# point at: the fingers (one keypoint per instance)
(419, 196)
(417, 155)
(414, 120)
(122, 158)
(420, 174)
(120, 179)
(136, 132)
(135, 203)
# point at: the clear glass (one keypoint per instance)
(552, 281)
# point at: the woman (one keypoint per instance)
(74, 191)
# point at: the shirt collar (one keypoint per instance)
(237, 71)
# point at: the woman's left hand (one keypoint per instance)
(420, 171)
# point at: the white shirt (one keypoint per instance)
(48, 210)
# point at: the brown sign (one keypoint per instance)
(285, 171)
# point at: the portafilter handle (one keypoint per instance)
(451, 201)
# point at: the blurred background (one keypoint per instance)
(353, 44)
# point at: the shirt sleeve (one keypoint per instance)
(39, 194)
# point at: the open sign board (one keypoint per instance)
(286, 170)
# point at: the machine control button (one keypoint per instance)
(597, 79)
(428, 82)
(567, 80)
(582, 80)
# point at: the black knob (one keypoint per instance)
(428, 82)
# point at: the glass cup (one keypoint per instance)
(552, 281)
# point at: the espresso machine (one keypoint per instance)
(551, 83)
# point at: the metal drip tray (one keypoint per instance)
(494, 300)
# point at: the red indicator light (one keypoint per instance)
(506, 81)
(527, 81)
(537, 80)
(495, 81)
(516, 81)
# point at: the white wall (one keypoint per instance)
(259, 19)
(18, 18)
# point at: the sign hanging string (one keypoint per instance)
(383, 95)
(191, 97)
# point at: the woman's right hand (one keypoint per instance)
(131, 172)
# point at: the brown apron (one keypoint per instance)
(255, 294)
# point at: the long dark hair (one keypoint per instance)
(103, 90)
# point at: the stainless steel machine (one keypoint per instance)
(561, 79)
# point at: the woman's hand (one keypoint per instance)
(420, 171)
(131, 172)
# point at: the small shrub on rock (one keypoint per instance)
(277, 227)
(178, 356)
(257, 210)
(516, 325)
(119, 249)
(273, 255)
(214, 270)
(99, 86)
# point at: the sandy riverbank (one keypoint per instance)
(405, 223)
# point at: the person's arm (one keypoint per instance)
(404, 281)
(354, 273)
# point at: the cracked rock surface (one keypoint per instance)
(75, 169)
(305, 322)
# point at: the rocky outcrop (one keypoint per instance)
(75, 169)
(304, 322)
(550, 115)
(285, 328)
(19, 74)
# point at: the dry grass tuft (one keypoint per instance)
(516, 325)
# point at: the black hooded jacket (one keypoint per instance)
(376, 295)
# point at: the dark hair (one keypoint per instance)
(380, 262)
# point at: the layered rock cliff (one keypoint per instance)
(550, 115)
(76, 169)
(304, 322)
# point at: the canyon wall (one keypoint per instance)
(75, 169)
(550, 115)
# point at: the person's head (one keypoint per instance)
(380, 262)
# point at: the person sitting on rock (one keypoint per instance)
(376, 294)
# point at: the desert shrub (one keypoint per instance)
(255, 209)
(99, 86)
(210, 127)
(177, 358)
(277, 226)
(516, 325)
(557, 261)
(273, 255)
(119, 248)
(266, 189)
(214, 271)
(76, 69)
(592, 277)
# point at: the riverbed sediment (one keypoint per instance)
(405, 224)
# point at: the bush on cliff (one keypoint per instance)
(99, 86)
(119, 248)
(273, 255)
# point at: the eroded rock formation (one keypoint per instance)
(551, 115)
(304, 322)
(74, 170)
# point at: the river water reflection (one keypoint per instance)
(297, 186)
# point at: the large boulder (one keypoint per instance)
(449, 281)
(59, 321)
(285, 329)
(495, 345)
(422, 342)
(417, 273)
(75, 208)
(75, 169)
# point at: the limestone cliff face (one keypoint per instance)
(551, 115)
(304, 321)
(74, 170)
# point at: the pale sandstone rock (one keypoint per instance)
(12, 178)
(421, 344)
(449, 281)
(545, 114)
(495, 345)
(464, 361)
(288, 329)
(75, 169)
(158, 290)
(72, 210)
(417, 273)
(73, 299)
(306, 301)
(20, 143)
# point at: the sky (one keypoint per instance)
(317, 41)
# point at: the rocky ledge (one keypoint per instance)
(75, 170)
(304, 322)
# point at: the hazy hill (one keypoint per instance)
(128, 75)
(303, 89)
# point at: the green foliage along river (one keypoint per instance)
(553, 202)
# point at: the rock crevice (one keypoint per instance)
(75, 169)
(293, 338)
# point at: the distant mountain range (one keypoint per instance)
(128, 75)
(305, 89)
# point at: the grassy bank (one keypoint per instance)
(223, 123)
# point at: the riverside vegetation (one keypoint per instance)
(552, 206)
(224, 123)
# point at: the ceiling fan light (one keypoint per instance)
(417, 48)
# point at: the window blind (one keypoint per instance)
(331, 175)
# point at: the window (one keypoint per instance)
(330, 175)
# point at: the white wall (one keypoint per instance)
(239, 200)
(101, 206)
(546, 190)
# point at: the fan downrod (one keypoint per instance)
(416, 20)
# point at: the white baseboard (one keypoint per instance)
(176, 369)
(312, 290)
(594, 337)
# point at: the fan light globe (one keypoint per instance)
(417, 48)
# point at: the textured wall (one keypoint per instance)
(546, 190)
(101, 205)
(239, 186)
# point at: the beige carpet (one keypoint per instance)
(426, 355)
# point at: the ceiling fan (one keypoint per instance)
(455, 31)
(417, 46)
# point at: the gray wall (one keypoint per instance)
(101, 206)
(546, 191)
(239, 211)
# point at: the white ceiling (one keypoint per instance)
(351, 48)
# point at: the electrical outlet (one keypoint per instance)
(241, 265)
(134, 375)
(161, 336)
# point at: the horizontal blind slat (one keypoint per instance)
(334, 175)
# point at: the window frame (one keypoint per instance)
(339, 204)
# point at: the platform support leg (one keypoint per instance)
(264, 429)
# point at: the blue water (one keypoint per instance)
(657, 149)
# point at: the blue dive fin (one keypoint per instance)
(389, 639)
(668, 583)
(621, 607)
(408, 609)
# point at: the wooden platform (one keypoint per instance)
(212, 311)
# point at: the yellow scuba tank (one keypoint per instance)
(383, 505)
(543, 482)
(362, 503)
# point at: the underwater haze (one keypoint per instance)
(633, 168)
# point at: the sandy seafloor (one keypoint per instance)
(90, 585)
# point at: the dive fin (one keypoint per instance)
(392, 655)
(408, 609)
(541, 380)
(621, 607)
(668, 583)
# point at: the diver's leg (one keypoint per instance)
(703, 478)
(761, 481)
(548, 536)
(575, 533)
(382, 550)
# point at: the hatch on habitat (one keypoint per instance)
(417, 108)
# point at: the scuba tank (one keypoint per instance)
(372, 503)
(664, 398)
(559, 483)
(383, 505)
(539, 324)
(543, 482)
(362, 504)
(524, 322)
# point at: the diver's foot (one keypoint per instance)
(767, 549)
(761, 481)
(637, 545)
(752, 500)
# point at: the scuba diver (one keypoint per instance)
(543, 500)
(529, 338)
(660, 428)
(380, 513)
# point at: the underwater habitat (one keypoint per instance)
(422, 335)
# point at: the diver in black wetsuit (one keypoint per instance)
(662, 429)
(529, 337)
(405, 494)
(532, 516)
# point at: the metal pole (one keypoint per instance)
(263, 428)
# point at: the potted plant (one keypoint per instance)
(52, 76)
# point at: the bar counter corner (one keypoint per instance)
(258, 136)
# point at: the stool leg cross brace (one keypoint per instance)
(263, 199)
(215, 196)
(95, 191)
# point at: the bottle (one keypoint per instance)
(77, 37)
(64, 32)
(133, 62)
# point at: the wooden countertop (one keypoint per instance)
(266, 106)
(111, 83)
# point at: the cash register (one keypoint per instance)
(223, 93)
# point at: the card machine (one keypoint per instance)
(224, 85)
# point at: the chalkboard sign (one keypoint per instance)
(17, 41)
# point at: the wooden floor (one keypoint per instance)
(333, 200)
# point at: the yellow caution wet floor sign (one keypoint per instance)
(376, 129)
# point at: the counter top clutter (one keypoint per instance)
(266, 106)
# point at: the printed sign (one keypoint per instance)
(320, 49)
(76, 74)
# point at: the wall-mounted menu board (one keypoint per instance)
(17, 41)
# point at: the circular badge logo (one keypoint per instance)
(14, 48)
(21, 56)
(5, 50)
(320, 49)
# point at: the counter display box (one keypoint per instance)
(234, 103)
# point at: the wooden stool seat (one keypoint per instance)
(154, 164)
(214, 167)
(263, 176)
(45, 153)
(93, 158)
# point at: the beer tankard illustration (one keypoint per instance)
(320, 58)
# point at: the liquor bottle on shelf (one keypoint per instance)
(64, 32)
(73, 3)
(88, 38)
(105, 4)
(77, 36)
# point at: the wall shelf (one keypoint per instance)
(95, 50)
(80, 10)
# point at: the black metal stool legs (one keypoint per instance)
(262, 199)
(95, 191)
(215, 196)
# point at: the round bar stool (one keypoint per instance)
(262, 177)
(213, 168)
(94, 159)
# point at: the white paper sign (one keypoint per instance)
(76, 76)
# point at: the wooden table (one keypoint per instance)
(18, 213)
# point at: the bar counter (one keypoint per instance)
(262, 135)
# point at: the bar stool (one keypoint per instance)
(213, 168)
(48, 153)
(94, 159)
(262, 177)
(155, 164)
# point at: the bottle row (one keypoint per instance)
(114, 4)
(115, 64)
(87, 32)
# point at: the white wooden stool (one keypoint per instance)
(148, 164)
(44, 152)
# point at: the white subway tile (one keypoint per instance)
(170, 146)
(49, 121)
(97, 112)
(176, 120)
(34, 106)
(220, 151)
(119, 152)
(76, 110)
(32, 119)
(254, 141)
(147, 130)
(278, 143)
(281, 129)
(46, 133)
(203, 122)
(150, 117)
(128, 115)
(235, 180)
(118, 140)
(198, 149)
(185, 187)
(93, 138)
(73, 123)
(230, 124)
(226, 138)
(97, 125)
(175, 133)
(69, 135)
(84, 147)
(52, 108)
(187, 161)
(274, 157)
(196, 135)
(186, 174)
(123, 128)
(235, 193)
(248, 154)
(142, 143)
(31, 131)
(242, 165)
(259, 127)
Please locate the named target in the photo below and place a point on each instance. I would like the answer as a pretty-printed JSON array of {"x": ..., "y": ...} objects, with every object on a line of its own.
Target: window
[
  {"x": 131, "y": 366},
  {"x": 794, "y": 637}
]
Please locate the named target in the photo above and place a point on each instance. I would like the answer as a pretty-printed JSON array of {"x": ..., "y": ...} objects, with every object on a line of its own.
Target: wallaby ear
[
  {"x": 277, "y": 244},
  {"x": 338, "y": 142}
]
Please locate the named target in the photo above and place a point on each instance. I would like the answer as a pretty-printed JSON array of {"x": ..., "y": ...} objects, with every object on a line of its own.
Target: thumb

#### [WRITTEN REQUEST]
Would you quote, exactly and only, the lines from the one containing "# point at: the wall shelf" to the end of the entries?

#### [RESPONSE TO THIS EXERCISE]
# point at: the wall shelf (one keypoint per instance)
(95, 50)
(80, 10)
# point at: the black metal stool legs (one keypoint per instance)
(262, 199)
(95, 191)
(215, 196)
# point at: the round bar stool (one keypoint per instance)
(262, 177)
(213, 168)
(94, 159)
# point at: the white paper sign (one keypoint per instance)
(76, 76)
# point at: the wooden table (one keypoint per instance)
(18, 213)
# point at: the bar counter (one keypoint per instance)
(262, 135)
# point at: the bar stool (one keypoint per instance)
(213, 168)
(48, 153)
(94, 159)
(262, 177)
(155, 164)
# point at: the bottle row (one keypoint per instance)
(114, 4)
(115, 64)
(87, 32)
# point at: the white wooden stool (one keypoint per instance)
(148, 164)
(44, 152)
# point at: the white subway tile (one keypoint per instance)
(170, 146)
(49, 121)
(97, 112)
(176, 120)
(34, 106)
(220, 151)
(119, 152)
(76, 110)
(32, 119)
(254, 141)
(147, 130)
(278, 143)
(281, 129)
(46, 133)
(203, 122)
(150, 117)
(128, 115)
(235, 180)
(118, 140)
(198, 149)
(185, 187)
(93, 138)
(73, 123)
(230, 124)
(226, 138)
(97, 125)
(175, 133)
(69, 135)
(84, 147)
(52, 108)
(187, 161)
(274, 157)
(196, 135)
(186, 174)
(123, 128)
(235, 193)
(248, 154)
(142, 143)
(31, 131)
(242, 165)
(259, 127)
Please locate the named target in the photo below and place a point on each instance. I would like the answer as a pretty-printed JSON array of {"x": ..., "y": ...} objects, with every object on a line of its own.
Target: window
[
  {"x": 131, "y": 366},
  {"x": 794, "y": 637}
]
Please locate the named target in the photo above and place a point on each instance. I would like the answer as a pretty-printed JSON array of {"x": ..., "y": ...} objects, with every object on a line of its own.
Target: wallaby ear
[
  {"x": 277, "y": 244},
  {"x": 338, "y": 142}
]
Please locate the named target in the photo above and place a point on each instance. I would like the answer as a pretty-printed JSON array of {"x": ..., "y": ...} objects, with every object on a line of its own.
Target: thumb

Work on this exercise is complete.